**SET TASK 1**
Answer these questions about the chapter on background task execution:
(a) Which earlier chapter covered distributing firmware analyses across multiple worker machines?
(b) In the restaurant comparison, what does the waiter stand for?
(c) What does the web server do when the analyst clicks "Analyze"?

# Start of DOCUMENT PASSAGE

07_background_task_execution

Chapter 7: Background Task Execution

In Chapter 6: Worker Node Orchestration, we learned how EMBArk smartly distributes demanding firmware analyses across multiple worker machines to speed things up. But what about all the other operations that take time, whether it's an EMBA scan, generating a big report, or the system performing routine maintenance? You wouldn't want the entire EMBArk web interface to freeze every time a heavy operation starts, right?

Imagine you're at a busy restaurant. You place your order with a waiter. You expect the waiter to immediately take your order for a drink, and then continue serving other customers, even while the chef in the kitchen is busy preparing your meal. You don't want the waiter to stand there silently, waiting for your food to be cooked before they can do anything else!

This is exactly the problem "Background Task Execution" solves for EMBArk. It's like having a dedicated operations team working diligently behind the scenes. For any task that might take a while (like running a firmware scan, creating a massive report, or updating dependencies), EMBArk hands it off to this background team. This means the main web server (your waiter) remains free to respond to your clicks and requests, keeping the user interface smooth and responsive, while the heavy lifting happens elsewhere. It uses clever queuing systems to manage and execute these tasks efficiently, ensuring a seamless experience.

Solving Our Use Case: Keeping EMBArk Responsive During Heavy Operations

Let's say an analyst initiates a new EMBA scan, which could run for hours. At the same time, the EMBArk system needs to check for dependency updates or clean up old logs. How does EMBArk ensure all these operations happen without slowing down the web interface?

Here's how Background Task Execution helps:

Submit a Long-Running Task: When the analyst clicks "Analyze," the web server immediately hands off the EMBA scan to the background system.
Continue Browsing: The analyst can immediately navigate to other parts of EMBArk (e.g., check previous reports) while the scan runs.
Scheduled Maintenance: At specific times, internal system tasks (like cleanup or updates) are automatically triggered and executed in the background without user intervention.
No Freezing: The main web interface never freezes, always ready for user interaction.

Understanding the Key Concepts

To handle tasks efficiently in the background, EMBArk uses a few powerful concepts:

1. Offloading Work: "Don't Block the Main Line!"

The core idea is to prevent long-running operations from tying up the main web server. When a request comes in that requires a lot of processing, the web server quickly acknowledges it and then passes the actual work to a specialized background system. This frees up the web server to handle new user requests instantly.

2. The Task Queue: "A Smart To-Do List"

# End of DOCUMENT PASSAGE
# Start of SUPPLIED MATERIAL

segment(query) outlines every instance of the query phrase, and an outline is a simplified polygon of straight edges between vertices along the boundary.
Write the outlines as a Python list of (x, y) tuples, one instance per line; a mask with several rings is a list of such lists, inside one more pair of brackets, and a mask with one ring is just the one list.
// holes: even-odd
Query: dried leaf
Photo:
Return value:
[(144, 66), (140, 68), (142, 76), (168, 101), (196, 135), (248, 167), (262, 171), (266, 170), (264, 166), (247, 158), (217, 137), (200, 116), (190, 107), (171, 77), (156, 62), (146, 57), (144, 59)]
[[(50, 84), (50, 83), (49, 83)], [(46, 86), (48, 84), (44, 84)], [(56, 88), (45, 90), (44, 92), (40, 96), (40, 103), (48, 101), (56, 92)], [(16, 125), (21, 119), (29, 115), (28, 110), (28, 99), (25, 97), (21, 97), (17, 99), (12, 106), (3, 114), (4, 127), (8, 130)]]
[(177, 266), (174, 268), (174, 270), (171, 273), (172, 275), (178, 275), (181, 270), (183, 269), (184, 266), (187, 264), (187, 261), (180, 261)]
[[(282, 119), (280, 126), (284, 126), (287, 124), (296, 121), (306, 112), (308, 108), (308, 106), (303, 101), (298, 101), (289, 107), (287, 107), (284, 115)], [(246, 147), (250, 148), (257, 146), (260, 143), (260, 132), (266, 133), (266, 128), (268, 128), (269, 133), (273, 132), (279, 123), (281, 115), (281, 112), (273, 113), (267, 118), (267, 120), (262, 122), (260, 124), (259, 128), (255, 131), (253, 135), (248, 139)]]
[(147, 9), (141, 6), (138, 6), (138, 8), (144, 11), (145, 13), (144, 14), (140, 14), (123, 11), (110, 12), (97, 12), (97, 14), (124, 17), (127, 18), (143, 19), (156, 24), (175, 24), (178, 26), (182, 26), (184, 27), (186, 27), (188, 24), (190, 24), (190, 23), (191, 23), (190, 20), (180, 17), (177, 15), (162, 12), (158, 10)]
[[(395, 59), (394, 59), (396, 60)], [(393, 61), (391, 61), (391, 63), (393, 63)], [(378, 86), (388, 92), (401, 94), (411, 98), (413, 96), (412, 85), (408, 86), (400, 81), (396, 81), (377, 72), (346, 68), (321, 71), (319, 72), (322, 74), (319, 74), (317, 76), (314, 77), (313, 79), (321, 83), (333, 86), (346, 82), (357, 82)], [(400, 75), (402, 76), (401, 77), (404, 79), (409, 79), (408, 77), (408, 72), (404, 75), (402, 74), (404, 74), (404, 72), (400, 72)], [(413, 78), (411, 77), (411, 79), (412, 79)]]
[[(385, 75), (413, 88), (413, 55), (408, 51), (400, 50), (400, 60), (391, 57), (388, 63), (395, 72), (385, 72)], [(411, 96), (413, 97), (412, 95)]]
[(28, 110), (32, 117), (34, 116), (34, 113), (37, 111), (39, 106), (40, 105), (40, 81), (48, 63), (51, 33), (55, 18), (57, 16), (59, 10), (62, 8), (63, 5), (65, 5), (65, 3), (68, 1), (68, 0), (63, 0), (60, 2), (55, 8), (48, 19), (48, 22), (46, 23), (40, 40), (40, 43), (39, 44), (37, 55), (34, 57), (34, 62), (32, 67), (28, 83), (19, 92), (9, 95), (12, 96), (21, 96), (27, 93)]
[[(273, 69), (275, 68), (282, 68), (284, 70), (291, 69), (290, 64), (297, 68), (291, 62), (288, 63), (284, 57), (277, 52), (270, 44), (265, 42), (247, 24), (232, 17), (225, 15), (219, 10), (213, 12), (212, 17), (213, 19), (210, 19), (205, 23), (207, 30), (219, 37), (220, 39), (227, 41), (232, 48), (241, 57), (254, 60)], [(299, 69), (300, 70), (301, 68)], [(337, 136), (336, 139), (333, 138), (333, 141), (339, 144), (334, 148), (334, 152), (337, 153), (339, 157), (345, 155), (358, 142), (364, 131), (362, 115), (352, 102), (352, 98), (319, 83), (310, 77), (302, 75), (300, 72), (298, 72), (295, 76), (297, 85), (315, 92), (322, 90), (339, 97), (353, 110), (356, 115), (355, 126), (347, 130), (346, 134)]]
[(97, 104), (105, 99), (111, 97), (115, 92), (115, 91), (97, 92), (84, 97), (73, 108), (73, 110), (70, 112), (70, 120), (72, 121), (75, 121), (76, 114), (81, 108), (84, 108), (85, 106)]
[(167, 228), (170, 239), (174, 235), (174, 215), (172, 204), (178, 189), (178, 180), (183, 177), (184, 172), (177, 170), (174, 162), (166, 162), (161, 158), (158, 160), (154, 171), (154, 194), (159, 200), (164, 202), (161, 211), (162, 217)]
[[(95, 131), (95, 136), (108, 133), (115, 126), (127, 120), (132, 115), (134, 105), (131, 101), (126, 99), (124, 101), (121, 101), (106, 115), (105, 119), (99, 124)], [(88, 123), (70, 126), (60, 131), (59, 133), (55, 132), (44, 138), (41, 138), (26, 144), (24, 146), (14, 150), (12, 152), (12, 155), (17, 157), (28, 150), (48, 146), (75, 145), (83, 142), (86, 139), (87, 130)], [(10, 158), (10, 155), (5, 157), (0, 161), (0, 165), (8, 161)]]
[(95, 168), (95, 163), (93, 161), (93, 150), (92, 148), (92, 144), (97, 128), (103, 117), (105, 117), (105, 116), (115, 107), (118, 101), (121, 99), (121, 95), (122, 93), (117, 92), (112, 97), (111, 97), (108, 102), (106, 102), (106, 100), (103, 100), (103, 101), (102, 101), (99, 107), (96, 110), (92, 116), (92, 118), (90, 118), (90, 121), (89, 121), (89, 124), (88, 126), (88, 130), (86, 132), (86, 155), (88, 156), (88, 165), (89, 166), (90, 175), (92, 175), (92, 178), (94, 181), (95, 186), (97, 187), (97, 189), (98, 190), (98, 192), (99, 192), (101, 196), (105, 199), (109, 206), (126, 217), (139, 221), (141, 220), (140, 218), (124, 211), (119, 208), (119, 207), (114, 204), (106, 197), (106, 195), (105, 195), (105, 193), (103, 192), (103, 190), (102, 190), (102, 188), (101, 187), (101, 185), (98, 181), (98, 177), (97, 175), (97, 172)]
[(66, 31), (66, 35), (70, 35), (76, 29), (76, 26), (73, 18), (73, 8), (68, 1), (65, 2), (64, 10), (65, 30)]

# End of SUPPLIED MATERIAL

**SET TASK 2**
Copy out word for word everything in the records from their start down to the line containing "261), (180, 261)]".

**EXPECTED OUTPUT 1**
(a) Chapter 6: Worker Node Orchestration
(b) The main web server
(c) It immediately hands off the EMBA scan to the background system.

**EXPECTED OUTPUT 2**
segment(query) outlines every instance of the query phrase, and an outline is a simplified polygon of straight edges between vertices along the boundary.
Write the outlines as a Python list of (x, y) tuples, one instance per line; a mask with several rings is a list of such lists, inside one more pair of brackets, and a mask with one ring is just the one list.
// holes: even-odd
Query: dried leaf
Photo:
Return value:
[(144, 66), (140, 68), (142, 76), (168, 101), (196, 135), (248, 167), (262, 171), (266, 170), (264, 166), (247, 158), (217, 137), (200, 116), (190, 107), (171, 77), (156, 62), (146, 57), (144, 59)]
[[(50, 84), (50, 83), (49, 83)], [(46, 86), (48, 84), (44, 84)], [(56, 88), (45, 90), (44, 92), (40, 96), (40, 103), (48, 101), (56, 92)], [(16, 125), (21, 119), (29, 115), (28, 110), (28, 99), (25, 97), (21, 97), (17, 99), (12, 106), (3, 114), (4, 127), (8, 130)]]
[(177, 266), (174, 268), (174, 270), (171, 273), (172, 275), (178, 275), (181, 270), (183, 269), (184, 266), (187, 264), (187, 261), (180, 261)]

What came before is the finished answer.